PAGE EXTRACT =
I saw that odd duck. Used in old transistors radios for the mixer and IF oscillator in the same transistor package.Just use your hacksaw on a TTL gate.
Or perhaps you can still get a RCA 3746 ?
Signal AGC on one emitter FROM T1 and oscillator feedback on the other emitter using feedback from T2.
Not recommended. I have seen system failures when inputs are left floating.
Oh boy.
There are a number of things wrong with your approach and you are going to teach your students to blindly do those same wrong things, now and down the road, because that will be how they were taught to do it.
Do not leave ANY logic inputs floating unless the data sheet explicitly says that it is okay to do so. This is especially critical with CMOS circuits. With TTL, they do have a weak pullup behavior when floating, but it is good practice not to rely on that. YOU are responsible for establishing the correct voltage levels at the inputs to establish valid logic levels that the chip will recognize. If you want to leave TTL inputs unconnected, then the onus is on you to ensure that they will behave reliably in your application. Almost always better just to established valid logic levels yourself. With CMOS, unconnected inputs will flail around unpredictably because they are so high-impedance, so the static charge on someone walking by the table can affect their state. Worse, they can float to an intermediate level which turns on both the pull-up and pull-down transistors in the gate, causing shoot-through between the power rails, quickly heating up and destroying the gate and/or the entire chip.
Notice that I said do not leave ANY logic inputs floating. You have four two-input gates on each of those ICs and you are only using one of them. That means that you have six unused inputs that you need to establish valid logic levels at., otherwise shoot-through in an unused gate can damage the gates you are using (they are, after all, on the same piece of silicon and separated by distances comparable to a human hair) Tie unused inputs either HI or LO, consistent with the behavior you want. In this case, it doesn't matter, so on your breadboard tie all of the inputs together that are on a given side of the chip and then tie one of them to the power rail that is on that side.
Do not drive LEDs directly from logic outputs. At the very least, you need proper current limiting resistors. Otherwise the LED will pull too much current from the output which can disrupt or even damage the IC. Also, take into account the current requirements of the LED and the current capabilities of the IC.

DIRECTIVE 1 =
Locate each line in the listing below that contains the word "reddish", matching case exactly, and copy those lines.

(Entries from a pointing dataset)
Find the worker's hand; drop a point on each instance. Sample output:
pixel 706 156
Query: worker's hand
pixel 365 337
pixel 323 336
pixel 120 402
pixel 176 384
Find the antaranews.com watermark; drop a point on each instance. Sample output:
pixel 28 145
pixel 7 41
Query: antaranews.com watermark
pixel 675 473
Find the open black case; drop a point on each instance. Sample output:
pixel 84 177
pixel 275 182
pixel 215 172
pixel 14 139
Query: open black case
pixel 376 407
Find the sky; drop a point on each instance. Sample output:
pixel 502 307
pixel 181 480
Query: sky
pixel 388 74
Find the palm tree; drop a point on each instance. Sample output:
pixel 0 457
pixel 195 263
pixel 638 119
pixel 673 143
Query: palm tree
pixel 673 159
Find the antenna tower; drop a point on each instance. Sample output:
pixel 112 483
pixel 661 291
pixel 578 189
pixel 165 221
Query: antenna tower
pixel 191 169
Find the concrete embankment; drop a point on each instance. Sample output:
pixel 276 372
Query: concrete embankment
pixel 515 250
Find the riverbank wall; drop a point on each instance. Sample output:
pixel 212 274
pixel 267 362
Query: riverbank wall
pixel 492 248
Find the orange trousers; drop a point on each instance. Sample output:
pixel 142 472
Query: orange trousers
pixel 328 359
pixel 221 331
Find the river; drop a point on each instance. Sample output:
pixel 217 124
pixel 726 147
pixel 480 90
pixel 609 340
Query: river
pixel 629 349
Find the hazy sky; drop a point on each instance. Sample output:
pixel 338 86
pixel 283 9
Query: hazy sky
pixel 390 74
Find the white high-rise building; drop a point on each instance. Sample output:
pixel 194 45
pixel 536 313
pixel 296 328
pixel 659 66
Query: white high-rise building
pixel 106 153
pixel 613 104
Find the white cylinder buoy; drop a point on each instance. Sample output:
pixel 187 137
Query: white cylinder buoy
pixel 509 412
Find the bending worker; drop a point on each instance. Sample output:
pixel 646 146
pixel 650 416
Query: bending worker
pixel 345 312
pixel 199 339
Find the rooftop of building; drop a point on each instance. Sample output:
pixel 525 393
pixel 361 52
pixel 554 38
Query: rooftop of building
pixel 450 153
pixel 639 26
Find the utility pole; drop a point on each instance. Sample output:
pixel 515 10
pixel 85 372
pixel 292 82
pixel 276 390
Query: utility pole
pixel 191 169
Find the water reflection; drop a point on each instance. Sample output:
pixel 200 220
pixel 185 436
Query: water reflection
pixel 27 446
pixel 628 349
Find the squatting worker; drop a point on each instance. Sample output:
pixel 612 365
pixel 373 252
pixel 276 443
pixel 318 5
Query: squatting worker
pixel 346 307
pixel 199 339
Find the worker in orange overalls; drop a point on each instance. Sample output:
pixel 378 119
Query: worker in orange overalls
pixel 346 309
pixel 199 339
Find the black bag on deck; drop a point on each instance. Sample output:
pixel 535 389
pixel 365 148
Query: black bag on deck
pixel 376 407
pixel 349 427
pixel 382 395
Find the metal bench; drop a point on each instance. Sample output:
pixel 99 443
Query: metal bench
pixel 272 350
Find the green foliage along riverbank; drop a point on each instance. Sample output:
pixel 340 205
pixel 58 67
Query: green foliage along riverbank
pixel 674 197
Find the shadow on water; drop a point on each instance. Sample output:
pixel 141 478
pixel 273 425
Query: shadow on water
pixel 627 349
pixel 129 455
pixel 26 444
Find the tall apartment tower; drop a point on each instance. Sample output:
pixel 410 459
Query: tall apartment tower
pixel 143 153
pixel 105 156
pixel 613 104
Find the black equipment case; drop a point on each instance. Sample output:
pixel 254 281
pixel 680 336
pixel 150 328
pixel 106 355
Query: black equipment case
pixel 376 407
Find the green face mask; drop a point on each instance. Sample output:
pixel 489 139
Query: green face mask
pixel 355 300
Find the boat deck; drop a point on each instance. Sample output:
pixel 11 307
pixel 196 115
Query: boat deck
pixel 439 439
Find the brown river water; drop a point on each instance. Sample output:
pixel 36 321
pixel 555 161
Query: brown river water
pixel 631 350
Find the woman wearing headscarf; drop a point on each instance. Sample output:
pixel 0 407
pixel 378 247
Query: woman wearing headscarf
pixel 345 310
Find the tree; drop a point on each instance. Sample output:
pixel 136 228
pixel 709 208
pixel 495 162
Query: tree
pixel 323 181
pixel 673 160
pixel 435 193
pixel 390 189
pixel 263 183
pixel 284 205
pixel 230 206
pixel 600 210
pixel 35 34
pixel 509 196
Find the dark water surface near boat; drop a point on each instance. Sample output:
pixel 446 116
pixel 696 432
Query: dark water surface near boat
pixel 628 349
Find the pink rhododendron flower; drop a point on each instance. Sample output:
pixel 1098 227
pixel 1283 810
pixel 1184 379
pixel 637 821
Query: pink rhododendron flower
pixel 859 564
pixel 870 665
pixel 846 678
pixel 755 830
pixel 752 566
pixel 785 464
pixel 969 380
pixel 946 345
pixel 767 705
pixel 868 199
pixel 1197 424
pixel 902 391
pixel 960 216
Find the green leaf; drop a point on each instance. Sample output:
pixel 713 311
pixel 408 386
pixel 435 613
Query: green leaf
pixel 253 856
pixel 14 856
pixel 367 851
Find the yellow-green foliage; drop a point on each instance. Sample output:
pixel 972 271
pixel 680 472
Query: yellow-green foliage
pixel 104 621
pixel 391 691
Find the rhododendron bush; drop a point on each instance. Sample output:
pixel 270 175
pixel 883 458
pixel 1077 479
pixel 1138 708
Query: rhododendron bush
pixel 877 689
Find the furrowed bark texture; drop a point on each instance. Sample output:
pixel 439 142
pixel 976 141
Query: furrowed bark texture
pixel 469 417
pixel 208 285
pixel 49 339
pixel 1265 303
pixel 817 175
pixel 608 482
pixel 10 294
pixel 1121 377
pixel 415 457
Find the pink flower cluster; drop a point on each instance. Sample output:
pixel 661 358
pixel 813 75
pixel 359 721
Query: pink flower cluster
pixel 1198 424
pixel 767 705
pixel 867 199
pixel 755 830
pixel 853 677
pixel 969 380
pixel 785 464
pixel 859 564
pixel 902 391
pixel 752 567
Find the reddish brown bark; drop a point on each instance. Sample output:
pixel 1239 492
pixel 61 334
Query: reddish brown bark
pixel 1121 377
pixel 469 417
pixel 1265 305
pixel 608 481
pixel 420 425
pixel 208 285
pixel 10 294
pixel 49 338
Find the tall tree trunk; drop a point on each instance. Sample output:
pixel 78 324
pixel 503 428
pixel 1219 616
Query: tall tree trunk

DIRECTIVE 2 =
Transcribe the passage of the forum thread on floating logic inputs above, starting at "Notice that I" and ending at "on that side.".

TASK RESPONSE 1 =
Find the reddish brown bark; drop a point on each instance. Sample output:
Query: reddish brown bark

TASK RESPONSE 2 =
Notice that I said do not leave ANY logic inputs floating. You have four two-input gates on each of those ICs and you are only using one of them. That means that you have six unused inputs that you need to establish valid logic levels at., otherwise shoot-through in an unused gate can damage the gates you are using (they are, after all, on the same piece of silicon and separated by distances comparable to a human hair) Tie unused inputs either HI or LO, consistent with the behavior you want. In this case, it doesn't matter, so on your breadboard tie all of the inputs together that are on a given side of the chip and then tie one of them to the power rail that is on that side.